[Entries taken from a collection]
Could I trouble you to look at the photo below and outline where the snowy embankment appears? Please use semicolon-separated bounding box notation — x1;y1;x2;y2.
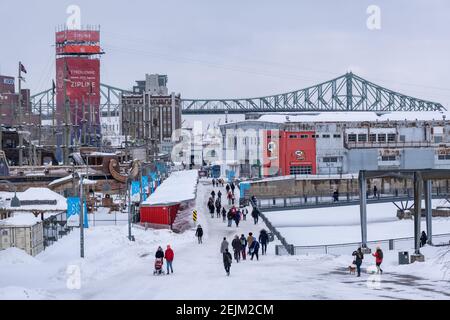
142;170;198;205
265;200;450;246
0;225;197;300
0;175;450;301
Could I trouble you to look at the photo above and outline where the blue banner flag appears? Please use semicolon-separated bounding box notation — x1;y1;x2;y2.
67;197;89;228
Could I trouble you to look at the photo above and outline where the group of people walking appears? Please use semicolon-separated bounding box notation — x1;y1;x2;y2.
220;229;269;276
155;245;175;274
352;247;383;277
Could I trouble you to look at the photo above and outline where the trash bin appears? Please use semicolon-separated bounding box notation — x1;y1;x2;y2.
398;251;409;264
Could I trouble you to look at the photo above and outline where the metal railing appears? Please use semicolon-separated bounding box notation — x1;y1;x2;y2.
275;233;450;255
257;187;450;211
249;200;294;254
344;140;440;149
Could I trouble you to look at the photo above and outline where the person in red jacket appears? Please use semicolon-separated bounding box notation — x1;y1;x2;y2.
164;245;174;274
372;247;383;274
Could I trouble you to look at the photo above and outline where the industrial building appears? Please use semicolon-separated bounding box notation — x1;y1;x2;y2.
220;112;450;177
120;74;181;157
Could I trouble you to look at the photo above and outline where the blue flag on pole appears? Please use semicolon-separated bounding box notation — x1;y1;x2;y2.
67;197;89;228
142;176;148;201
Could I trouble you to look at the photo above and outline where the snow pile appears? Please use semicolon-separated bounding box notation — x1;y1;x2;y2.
0;286;56;300
0;213;41;226
0;248;41;268
265;200;450;246
142;170;198;206
0;188;67;211
255;111;450;123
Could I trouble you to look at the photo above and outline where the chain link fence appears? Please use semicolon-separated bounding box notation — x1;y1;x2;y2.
275;233;450;255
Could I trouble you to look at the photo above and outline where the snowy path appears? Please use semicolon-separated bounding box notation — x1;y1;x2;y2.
0;180;450;300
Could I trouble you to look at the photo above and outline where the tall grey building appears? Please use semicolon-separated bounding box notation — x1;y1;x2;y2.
120;74;181;156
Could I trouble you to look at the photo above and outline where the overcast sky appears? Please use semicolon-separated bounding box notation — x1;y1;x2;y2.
0;0;450;108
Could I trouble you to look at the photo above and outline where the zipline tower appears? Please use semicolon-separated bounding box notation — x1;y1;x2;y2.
55;26;103;165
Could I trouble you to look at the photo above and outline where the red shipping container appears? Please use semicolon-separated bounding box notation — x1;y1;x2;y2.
140;202;180;226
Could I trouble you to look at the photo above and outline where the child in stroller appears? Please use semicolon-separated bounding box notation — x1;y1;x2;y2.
153;258;164;275
153;247;164;275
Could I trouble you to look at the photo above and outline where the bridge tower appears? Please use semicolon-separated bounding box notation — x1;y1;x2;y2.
55;26;103;164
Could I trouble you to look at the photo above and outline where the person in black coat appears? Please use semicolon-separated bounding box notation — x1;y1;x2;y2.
258;229;269;255
249;239;259;260
216;198;222;218
222;207;227;222
352;248;364;277
420;231;428;247
155;247;164;259
252;208;259;224
222;249;233;276
231;235;242;262
195;225;203;244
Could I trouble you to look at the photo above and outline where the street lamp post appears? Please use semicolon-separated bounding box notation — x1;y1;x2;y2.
127;173;134;241
80;175;84;258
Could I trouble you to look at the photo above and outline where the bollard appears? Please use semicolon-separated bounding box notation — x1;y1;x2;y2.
389;239;394;250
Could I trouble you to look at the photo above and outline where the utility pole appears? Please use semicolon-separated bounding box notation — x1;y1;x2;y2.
80;174;84;258
17;61;23;167
63;59;70;165
52;83;56;145
127;173;134;241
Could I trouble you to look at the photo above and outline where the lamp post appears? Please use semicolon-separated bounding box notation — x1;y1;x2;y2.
80;175;84;258
0;180;20;208
127;172;134;241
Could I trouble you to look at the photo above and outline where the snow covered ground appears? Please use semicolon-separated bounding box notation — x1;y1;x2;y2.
0;180;450;300
265;200;450;246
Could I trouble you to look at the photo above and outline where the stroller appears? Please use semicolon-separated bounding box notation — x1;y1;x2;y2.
153;258;164;275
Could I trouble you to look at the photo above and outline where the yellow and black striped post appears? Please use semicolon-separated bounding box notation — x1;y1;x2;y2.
192;210;197;224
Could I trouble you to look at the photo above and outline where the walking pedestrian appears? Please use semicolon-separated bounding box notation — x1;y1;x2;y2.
252;207;259;224
222;207;227;222
372;247;383;274
227;209;233;228
239;234;247;260
195;225;203;244
155;246;164;259
234;211;241;228
222;249;233;276
216;198;222;218
209;201;215;218
250;239;259;260
242;208;248;221
420;231;428;247
247;232;255;254
164;244;175;274
352;247;364;277
227;191;233;206
259;229;269;255
231;235;242;263
220;237;228;253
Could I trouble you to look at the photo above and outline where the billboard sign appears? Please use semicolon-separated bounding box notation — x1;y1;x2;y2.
56;57;100;130
56;30;100;43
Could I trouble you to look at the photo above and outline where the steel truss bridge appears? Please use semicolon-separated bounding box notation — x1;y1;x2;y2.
31;73;447;116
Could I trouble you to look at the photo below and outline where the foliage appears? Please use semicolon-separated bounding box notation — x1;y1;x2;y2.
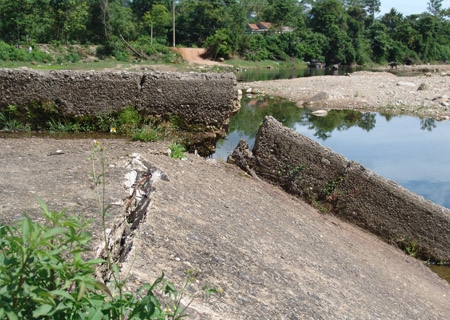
0;0;450;65
132;125;161;142
0;200;110;319
204;29;233;59
0;142;216;320
169;143;186;159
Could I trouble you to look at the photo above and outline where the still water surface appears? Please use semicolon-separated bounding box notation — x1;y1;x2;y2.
213;97;450;208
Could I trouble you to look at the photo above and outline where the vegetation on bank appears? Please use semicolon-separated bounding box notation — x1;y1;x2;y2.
0;0;450;65
0;142;214;320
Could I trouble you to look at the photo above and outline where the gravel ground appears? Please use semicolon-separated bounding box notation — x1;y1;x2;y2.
0;138;450;320
239;65;450;120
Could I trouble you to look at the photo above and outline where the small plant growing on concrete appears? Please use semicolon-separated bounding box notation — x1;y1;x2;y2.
169;142;186;159
0;142;216;320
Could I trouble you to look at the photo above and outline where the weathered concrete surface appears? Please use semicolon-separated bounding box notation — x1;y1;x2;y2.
0;69;240;133
0;138;450;320
246;117;450;261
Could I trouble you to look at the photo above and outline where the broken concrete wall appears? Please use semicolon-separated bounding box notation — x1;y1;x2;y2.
0;69;240;132
244;117;450;261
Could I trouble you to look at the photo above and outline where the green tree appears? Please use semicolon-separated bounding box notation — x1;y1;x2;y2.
176;0;226;47
143;4;172;43
363;0;381;23
262;0;299;28
50;0;89;43
427;0;443;19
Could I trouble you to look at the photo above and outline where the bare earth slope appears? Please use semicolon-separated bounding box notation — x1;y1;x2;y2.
0;138;450;319
239;69;450;119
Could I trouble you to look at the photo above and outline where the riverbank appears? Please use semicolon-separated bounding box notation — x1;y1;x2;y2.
0;137;450;320
238;65;450;120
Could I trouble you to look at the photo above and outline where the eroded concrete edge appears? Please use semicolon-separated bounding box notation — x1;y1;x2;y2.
229;117;450;262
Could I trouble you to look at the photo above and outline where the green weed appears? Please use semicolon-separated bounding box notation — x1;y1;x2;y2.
132;125;161;142
0;142;216;320
169;143;186;159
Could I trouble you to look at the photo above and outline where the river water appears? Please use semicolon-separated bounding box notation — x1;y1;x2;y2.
213;97;450;208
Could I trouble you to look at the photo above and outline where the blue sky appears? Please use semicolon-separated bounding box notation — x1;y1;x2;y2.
379;0;450;16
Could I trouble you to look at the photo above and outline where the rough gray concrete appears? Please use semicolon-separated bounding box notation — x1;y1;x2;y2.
241;117;450;261
0;138;450;320
0;69;240;135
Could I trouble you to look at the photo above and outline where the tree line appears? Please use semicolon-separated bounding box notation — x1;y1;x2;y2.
0;0;450;65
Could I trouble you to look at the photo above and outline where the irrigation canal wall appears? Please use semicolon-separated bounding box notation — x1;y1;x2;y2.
0;69;240;136
228;117;450;262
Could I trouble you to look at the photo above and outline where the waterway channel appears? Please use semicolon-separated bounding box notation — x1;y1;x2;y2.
213;97;450;208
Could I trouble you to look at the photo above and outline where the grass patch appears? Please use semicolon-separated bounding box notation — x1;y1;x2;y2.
169;143;186;159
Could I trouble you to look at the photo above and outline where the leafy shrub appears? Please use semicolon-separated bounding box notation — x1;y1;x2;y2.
169;143;186;159
132;125;160;142
0;142;221;320
118;107;140;135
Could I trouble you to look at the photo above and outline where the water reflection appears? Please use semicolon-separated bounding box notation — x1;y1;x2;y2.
213;97;450;208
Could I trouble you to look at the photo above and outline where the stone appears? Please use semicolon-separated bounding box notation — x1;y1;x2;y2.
417;83;430;90
397;81;415;87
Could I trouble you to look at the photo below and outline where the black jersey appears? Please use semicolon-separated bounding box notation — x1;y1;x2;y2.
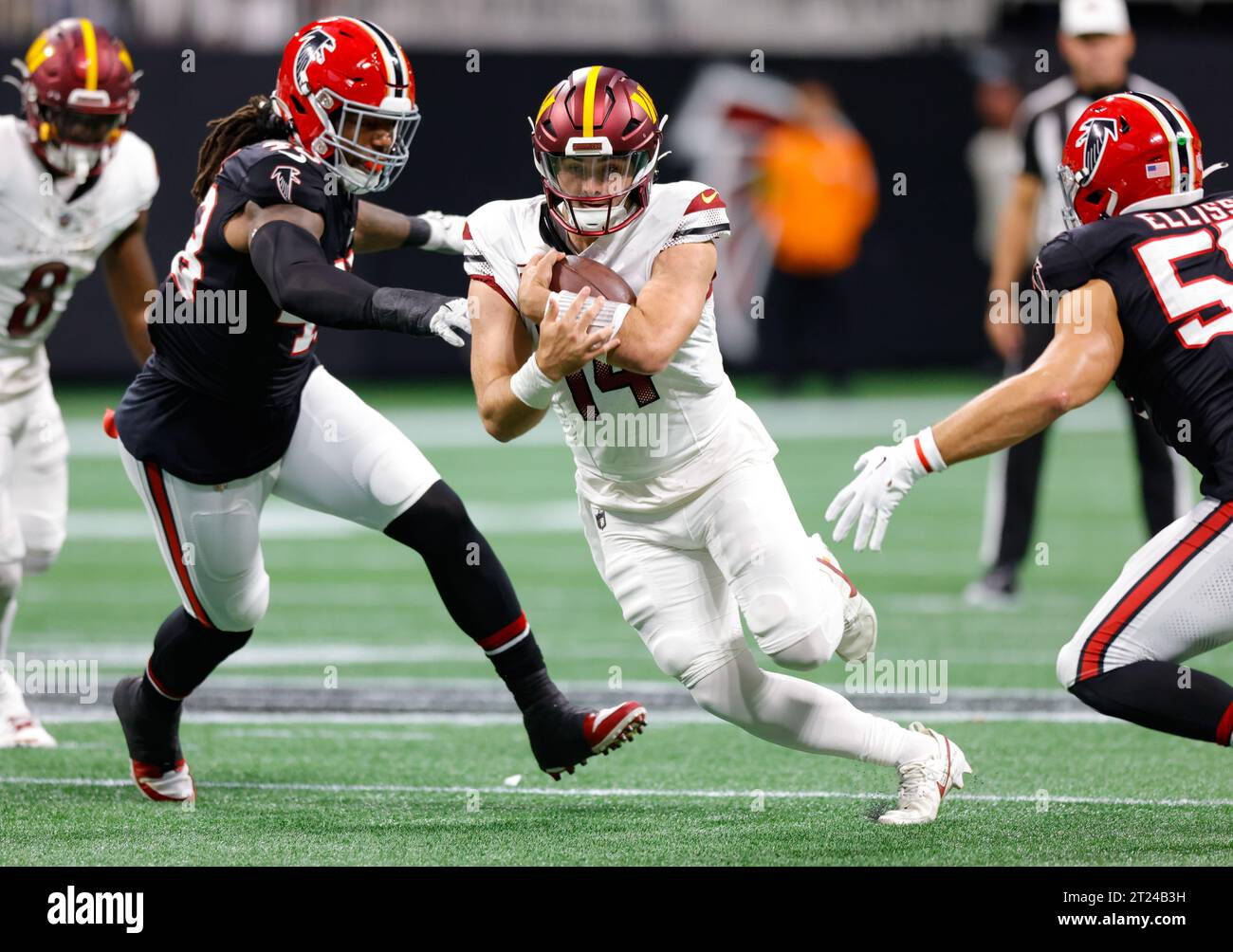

- [Short exercise]
How many lines of the items above contain the word "trash"? Give only the number.

- [Solution to this exercise]
1